───── Material

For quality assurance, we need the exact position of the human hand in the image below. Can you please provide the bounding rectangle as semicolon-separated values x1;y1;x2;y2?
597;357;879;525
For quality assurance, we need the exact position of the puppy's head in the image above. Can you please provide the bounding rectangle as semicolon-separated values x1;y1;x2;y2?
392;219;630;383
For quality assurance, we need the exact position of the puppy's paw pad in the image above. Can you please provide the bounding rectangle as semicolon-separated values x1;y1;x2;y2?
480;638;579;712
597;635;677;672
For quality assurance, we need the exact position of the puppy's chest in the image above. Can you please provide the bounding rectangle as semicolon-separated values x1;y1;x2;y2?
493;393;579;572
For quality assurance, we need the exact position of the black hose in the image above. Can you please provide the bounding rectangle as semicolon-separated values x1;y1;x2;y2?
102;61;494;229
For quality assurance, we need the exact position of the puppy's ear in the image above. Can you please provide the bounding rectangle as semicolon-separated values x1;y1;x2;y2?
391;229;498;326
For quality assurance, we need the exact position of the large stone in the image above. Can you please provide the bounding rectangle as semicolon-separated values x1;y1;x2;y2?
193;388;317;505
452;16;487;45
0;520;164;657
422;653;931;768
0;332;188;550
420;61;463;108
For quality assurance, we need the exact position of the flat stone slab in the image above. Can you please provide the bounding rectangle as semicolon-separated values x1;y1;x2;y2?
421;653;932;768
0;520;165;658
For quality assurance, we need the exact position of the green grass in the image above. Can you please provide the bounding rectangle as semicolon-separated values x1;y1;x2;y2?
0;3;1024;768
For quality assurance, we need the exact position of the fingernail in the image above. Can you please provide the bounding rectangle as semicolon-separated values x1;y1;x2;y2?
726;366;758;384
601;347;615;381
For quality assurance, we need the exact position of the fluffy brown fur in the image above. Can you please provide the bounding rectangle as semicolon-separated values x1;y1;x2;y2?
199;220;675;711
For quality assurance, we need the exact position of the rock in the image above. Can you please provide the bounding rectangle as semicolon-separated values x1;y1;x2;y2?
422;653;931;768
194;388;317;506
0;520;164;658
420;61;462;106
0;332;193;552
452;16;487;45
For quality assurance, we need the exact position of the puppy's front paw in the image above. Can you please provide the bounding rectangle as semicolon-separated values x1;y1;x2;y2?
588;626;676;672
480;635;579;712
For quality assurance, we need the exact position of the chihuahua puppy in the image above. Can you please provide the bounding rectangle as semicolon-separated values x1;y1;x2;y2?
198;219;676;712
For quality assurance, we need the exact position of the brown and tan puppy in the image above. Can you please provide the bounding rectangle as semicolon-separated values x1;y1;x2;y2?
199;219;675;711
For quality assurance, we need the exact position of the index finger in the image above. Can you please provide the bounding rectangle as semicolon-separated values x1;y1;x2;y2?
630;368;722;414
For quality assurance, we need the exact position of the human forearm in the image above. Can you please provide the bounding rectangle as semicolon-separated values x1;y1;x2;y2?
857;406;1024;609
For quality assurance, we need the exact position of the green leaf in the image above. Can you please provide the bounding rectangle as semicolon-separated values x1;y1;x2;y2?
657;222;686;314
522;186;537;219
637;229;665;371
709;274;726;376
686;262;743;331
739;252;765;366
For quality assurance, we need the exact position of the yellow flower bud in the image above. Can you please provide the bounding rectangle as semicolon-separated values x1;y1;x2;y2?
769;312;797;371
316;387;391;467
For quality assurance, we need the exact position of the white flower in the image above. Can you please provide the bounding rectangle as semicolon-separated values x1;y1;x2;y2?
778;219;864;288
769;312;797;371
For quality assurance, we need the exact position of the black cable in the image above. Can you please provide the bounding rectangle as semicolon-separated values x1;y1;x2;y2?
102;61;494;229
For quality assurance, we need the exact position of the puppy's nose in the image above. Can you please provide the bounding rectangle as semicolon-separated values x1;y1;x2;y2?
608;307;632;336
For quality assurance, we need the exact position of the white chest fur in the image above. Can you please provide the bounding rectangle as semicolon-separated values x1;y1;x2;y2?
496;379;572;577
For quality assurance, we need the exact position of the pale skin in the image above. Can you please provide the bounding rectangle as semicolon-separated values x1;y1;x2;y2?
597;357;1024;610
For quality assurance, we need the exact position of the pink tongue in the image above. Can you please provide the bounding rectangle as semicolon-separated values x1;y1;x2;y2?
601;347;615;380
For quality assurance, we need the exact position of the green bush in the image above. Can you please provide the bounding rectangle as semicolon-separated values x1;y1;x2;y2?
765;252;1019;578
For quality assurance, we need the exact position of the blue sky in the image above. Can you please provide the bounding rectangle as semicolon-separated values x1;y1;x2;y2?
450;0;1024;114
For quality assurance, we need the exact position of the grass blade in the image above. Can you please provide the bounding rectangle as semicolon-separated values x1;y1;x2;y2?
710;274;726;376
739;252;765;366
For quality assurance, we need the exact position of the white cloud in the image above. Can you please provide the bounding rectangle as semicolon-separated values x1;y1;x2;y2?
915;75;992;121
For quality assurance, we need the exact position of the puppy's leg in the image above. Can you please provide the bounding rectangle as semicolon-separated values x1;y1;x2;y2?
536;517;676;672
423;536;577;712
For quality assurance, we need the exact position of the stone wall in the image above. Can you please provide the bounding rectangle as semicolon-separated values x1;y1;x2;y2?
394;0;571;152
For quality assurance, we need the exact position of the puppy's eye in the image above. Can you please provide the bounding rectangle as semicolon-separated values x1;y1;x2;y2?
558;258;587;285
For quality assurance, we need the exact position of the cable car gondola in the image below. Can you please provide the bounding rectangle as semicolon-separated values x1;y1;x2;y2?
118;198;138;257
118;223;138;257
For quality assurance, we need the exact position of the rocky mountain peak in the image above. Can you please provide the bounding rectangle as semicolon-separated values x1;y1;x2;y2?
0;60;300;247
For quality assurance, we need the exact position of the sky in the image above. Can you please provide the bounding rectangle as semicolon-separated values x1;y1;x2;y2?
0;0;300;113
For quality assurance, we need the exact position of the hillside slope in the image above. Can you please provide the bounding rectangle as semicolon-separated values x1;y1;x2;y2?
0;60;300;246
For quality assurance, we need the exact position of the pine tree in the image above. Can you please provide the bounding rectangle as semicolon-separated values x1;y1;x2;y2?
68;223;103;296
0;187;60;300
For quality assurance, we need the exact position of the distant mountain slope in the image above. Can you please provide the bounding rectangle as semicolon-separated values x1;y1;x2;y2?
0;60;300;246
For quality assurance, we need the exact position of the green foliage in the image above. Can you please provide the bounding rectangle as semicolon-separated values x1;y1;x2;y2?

──────────

The problem » Render all of the rows above as a numbered list, omitting any blank lines.

Full output »
1. For quality assurance, we need the exact position of the human hand in the image below. Can you please provide the bounding rectangle as semicolon-separated values x1;y1;x2;y2?
2. 597;357;879;525
3. For quality assurance, we need the exact position of the puppy's head in the image above. Can you please provide the bounding rectangle as semicolon-separated values x1;y1;x2;y2?
4. 392;219;630;383
5. For quality assurance, we need the exact position of the puppy's paw pad in the image above. Can you please provide the bounding rectangle as semicolon-separated values x1;y1;x2;y2?
6. 480;638;579;712
7. 597;635;677;672
8. For quality assurance, we need the exact position of the puppy's chest in the image above. Can you please provide the bounding rectangle as semicolon-separated values x1;y1;x2;y2?
9. 493;393;579;572
10. For quality assurance, we need the exact position of the black hose in the image above. Can you please provide the bounding rectangle as semicolon-separated values x1;y1;x2;y2?
11. 102;61;494;229
12. For quality assurance, we need the exact position of the puppy's ear in the image above. Can you please provide the bounding rectangle as semicolon-separated values x1;y1;x2;y2?
13. 391;229;498;326
14. For quality assurance, we need the exact position of the large stone in the image above. Can you please provide the bounding rectangle as semicolon-separated values x1;y1;x2;y2?
15. 193;388;317;505
16. 452;16;487;45
17. 0;520;164;657
18. 422;653;931;768
19. 0;332;188;550
20. 420;61;463;108
21. For quality assurance, we need the exact position of the flat stone slab in the image above. Can you please provide the bounding rectangle as semicolon-separated values x1;y1;x2;y2?
22. 421;653;932;768
23. 0;520;165;658
24. For quality assurance, we need the exact position of the green grass in the image above. Can you please provide the bounding rectangle as semicolon-separated values x1;y1;x2;y2?
25. 0;3;1024;768
26. For quality assurance, we need the exact position of the fingernail in the image above. Can you please provide the bounding rectangle as semicolon-separated values x1;y1;x2;y2?
27. 726;366;758;384
28. 601;347;615;381
29. For quality assurance, we need the exact position of the fluffy brown fur in the image above. Can you please provide the bounding rectangle as semicolon-separated values x1;y1;x2;y2?
30. 199;220;675;711
31. For quality assurance, we need the exact position of the rock in the image above. Can you please provide the bounding rectangle as semicolon-separated values x1;y1;x2;y2?
32. 422;653;931;768
33. 194;388;317;506
34. 0;520;164;658
35. 420;61;462;106
36. 0;332;193;552
37. 452;16;487;45
38. For quality assurance, we need the exact position of the puppy's front paw in the image above. Can you please provide the bounding rectangle as semicolon-separated values x1;y1;x2;y2?
39. 588;626;676;672
40. 480;635;579;712
41. For quality assurance, we need the exact position of the chihuahua puppy in the image above. Can you please provide the bounding rectangle as semicolon-separated values x1;y1;x2;y2?
42. 198;219;676;712
43. For quality assurance, we need the exact position of the brown and tan puppy in the image above. Can you please provide the bounding rectangle as semicolon-separated values x1;y1;x2;y2?
44. 199;219;675;711
45. For quality assurance, we need the exact position of the index finger in the image above. Can you please provide the bounding rectangle as semicolon-separated values x1;y1;x2;y2?
46. 630;368;722;414
47. For quality assurance, we need the exact position of the human forearm in the image above. Can you please provide the bounding rectangle as semicolon-separated values x1;y1;x2;y2?
48. 857;406;1024;609
49. For quality assurance, we need the exact position of the green leaf in the image above. Can you please provide the bounding rectangle as semicolon-separated values x1;y1;x2;y2?
50. 657;222;686;314
51. 522;186;537;219
52. 637;229;665;371
53. 709;274;726;376
54. 686;262;743;331
55. 739;252;765;366
56. For quality assurance, we need the exact position of the yellow flower bud in the image above. Can you please provide the bounding rectangle as semicolon-separated values x1;y1;x2;y2?
57. 769;312;797;371
58. 316;387;391;467
59. For quality assurance, we need the exact position of the white flower in the image above. Can you please provide the bounding rectangle as semicolon-separated values x1;y1;x2;y2?
60. 778;219;864;288
61. 769;312;797;371
62. For quality assurance, we need the exact position of the black cable in the image above. Can you please provide the bounding rectangle as semicolon-separated values x1;y1;x2;y2?
63. 102;61;494;229
64. For quality assurance, we need the exact position of the puppy's nose in the image above. Can you please provide the bounding rectangle as semicolon-separated values x1;y1;x2;y2?
65. 608;307;632;336
66. For quality assurance, we need the exact position of the white chest fur in the image above. Can you please provide the bounding rectangle as semicolon-separated values x1;y1;x2;y2?
67. 496;379;572;577
68. For quality assurance, we need the exact position of the pale skin in the image above. Can you please provide the bounding rectangle as semicolon-separated values x1;y1;x2;y2?
69. 597;357;1024;610
70. For quality assurance, we need the exact position of the pink tongue in the image above. Can you please provide the bounding rectangle as semicolon-separated values x1;y1;x2;y2?
71. 601;347;615;380
72. For quality assurance, we need the exact position of the green bush in the image above. Can you please provide the bounding rectangle as semicolon-separated values x1;y1;x2;y2?
73. 765;252;1019;578
74. For quality assurance, we need the exact position of the blue sky in the image above. Can you please provide the bounding rectangle as semicolon-separated values x1;y1;x2;y2?
75. 450;0;1024;114
76. For quality assurance, we need the exact position of the grass blade in the image above. Can you please provide the bounding rectangle as semicolon-separated values x1;y1;x2;y2?
77. 710;274;726;376
78. 739;252;765;366
79. For quality assurance, we need the exact position of the white cloud in the image above. Can you please provide the bounding rectangle as semicolon-separated values x1;y1;x2;y2?
80. 915;75;992;121
81. For quality assurance, we need the exact position of the puppy's leg in the image above. Can you please provide the bounding rectangle as semicolon-separated values x1;y1;x2;y2?
82. 536;517;676;672
83. 423;536;577;712
84. For quality assurance, we need the exact position of the stone wall in the image above. Can you please provide the bounding rectangle as semicolon-separated values x1;y1;x2;y2?
85. 394;0;571;152
86. For quality assurance, we need the exact position of the puppy's eye in the image above. Can you please provide the bounding rectangle as semicolon-separated values x1;y1;x2;y2?
87. 558;258;587;285
88. For quality assurance, we need the exact position of the cable car gondola in the image below. Can you please provide the bounding rectangle as semicolon-separated values x1;y1;x2;y2?
89. 118;198;138;257
90. 118;223;138;257
91. For quality assurance, we need the exact position of the rocky mountain peak in the image above. Can you please provide the bounding rectangle as semicolon-separated values x1;y1;x2;y2?
92. 0;60;300;247
93. For quality assurance, we need the exact position of the sky in the image above. Can you please provide the bounding rectangle as semicolon-separated values x1;y1;x2;y2?
94. 0;0;300;113
95. For quality assurance, we need the exact position of the hillside slope in the image above. Can you please provide the bounding rectangle as semicolon-separated values x1;y1;x2;y2?
96. 0;60;300;246
97. For quality assurance, we need the exact position of the pine tree in the image above. Can you please provide the bounding rectangle as semicolon-separated values x1;y1;x2;y2?
98. 68;223;103;296
99. 0;187;60;300
100. For quality assurance, we need the exact position of the distant mountain slope in the image above. Can you please provide the bounding rectangle as semicolon-separated values x1;y1;x2;y2?
101. 0;60;300;246
102. For quality assurance, we need the exact position of the green foliage in the image above. Can you please provide the bounding rectangle as semicolon-separated values x1;y1;x2;y2?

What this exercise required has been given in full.